= Excerpt provided =
==========
**Use Case 2:- Crop Yield Prediction**

**STEP 1:- Load & inspect the data**

In [0]:
df = spark.table("workspace.default.cropyield")
df.printSchema()
df.show(5)

root
 |-- Crop: string (nullable = true)
 |-- State: string (nullable = true)
 |-- Cost of Cultivation (`/Hectare) A2+FL: double (nullable = true)
 |-- Cost of Cultivation (`/Hectare) C2: double (nullable = true)
 |-- Cost of Production (`/Quintal) C2: double (nullable = true)
 |-- Yield (Quintal/ Hectare) : double (nullable = true)

+-----+--------------+-------------------------------------+----------------------------------+---------------------------------+-------------------------+
| Crop|         State|Cost of Cultivation (`/Hectare) A2+FL|Cost of Cultivation (`/Hectare) C2|Cost of Production (`/Quintal) C2|Yield (Quintal/ Hectare) |
+-----+--------------+-------------------------------------+----------------------------------+---------------------------------+-------------------------+
|ARHAR| Uttar Pradesh|                              9794.05|                          23076.74|                          1941.55|                     9.83|
|ARHAR|     Karnataka|                  

**STEP 2:- Rename columns for consistency**

In [0]:
df = (df
    .withColumnRenamed("Crop", "CROP")
    .withColumnRenamed("State", "STATE")
    .withColumnRenamed("Cost of Cultivation (`/Hectare) A2+FL", "COST_A2FL")
    .withColumnRenamed("Cost of Cultivation (`/Hectare) C2", "COST_C2")
    .withColumnRenamed("Cost of Production (`/Quintal) C2", "COST_PROD")
    .withColumnRenamed("Yield (Quintal/ Hectare) ", "YIELD")
)

**STEP 3:- Clean and filter data**

In [0]:
from pyspark.sql.functions import col, when
from pyspark.sql.types import DoubleType

df = (df
      .withColumn("COST_A2FL", col("COST_A2FL").cast(DoubleType()))
      .withColumn("COST_C2", col("COST_C2").cast(DoubleType()))
      .withColumn("COST_PROD", col("COST_PROD").cast(DoubleType()))
==========
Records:
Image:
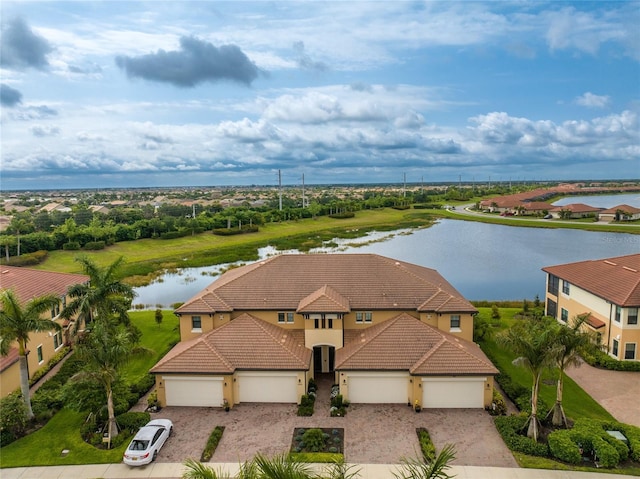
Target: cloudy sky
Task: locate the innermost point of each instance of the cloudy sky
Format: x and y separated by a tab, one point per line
172	93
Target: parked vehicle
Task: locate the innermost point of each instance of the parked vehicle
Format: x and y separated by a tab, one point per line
149	439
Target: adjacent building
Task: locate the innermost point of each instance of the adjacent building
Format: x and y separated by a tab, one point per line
608	290
28	284
387	331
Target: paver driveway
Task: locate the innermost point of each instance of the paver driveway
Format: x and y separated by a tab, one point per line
374	433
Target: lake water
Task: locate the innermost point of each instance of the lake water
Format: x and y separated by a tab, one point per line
482	261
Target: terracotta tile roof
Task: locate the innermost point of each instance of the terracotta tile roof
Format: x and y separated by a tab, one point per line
594	322
324	300
245	343
354	281
30	283
615	279
405	343
626	208
576	208
10	359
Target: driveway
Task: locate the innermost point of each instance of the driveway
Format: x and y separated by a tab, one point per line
374	434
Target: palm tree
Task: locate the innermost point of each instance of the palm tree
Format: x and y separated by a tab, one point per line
103	298
103	352
570	341
17	322
436	469
532	341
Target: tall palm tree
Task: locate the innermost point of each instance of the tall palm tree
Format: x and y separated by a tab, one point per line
436	469
570	341
103	298
532	341
103	352
17	322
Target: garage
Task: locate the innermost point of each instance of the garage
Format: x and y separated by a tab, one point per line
193	391
378	387
453	392
268	386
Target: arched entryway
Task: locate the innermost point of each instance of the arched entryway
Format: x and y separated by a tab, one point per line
324	358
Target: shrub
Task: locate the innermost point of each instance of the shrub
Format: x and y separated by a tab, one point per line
313	439
94	245
510	428
563	447
426	445
132	421
212	443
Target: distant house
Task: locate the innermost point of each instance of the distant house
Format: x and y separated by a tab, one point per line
386	331
608	290
27	284
575	211
620	213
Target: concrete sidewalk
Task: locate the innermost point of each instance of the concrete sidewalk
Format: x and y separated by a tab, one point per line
367	471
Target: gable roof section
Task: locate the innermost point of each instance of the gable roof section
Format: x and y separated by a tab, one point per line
31	283
353	281
324	300
245	343
406	343
615	279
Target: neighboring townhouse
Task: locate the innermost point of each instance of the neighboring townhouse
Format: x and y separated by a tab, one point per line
620	213
386	331
606	289
28	284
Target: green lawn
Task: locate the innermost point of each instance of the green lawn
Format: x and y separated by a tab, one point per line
577	403
44	447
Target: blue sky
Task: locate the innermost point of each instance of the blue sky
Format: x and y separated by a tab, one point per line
179	93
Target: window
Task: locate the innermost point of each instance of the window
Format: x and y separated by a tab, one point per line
57	340
552	284
196	323
630	351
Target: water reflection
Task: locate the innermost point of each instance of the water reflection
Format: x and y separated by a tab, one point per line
482	261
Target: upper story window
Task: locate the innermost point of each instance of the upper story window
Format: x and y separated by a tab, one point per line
196	323
552	284
286	317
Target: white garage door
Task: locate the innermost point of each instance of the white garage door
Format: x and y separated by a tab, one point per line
257	386
453	392
378	388
193	391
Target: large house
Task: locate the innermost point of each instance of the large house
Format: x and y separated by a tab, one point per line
28	284
608	290
387	331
==========
= Aim 1 =
Answer these questions about the crop yield walkthrough:
(a) Which table does the first step load into the DataFrame?
(b) What yield is shown for ARHAR in Uttar Pradesh?
(c) Which type are the cost columns cast to in the cleaning step?
= Aim 2 =
Continue the crop yield walkthrough from its last line of code.

= Response 1 =
(a) workspace.default.cropyield
(b) 9.83
(c) DoubleType

= Response 2 =
      .withColumn("YIELD", col("YIELD").cast(DoubleType()))
      .filter(col("YIELD").isNotNull())
      .filter(col("YIELD") > 0)
)

display(df.limit(5))

CROP,STATE,COST_A2FL,COST_C2,COST_PROD,YIELD
ARHAR,Uttar Pradesh,9794.05,23076.74,1941.55,9.83
ARHAR,Karnataka,10593.15,16528.68,2172.46,7.47
ARHAR,Gujarat,13468.82,19551.9,1898.3,9.59
ARHAR,Andhra Pradesh,17051.66,24171.65,3670.54,6.42
ARHAR,Maharashtra,17130.55,25270.26,2775.8,8.72


**STEP 4:- Feature engineering**

In [0]:
# Create a binary "high_yield" column (1 if yield > median yield)
median_yield = df.approxQuantile("YIELD", [0.5], 0.01)[0]
df = df.withColumn("HIGH_YIELD", when(col("YIELD") > median_yield, 1).otherwise(0))
display(df.select("CROP", "STATE", "YIELD", "HIGH_YIELD").limit(5))

CROP,STATE,YIELD,HIGH_YIELD
ARHAR,Uttar Pradesh,9.83,0
ARHAR,Karnataka,7.47,0
ARHAR,Gujarat,9.59,0
ARHAR,Andhra Pradesh,6.42,0
ARHAR,Maharashtra,8.72,0


**STEP 5:- SQL exploratory analysis**

In [0]:
df.createOrReplaceTempView("crops")

# Average yield and cost per crop
spark.sql("""
  SELECT CROP, COUNT(*) AS total_records,
         ROUND(AVG(YIELD),2) AS avg_yield,
         ROUND(AVG(COST_C2),2) AS avg_cost,
         ROUND(SUM(HIGH_YIELD)/COUNT(*)*100,2) AS pct_high_yield
  FROM crops
  GROUP BY CROP
  ORDER BY avg_yield DESC
""").show(20)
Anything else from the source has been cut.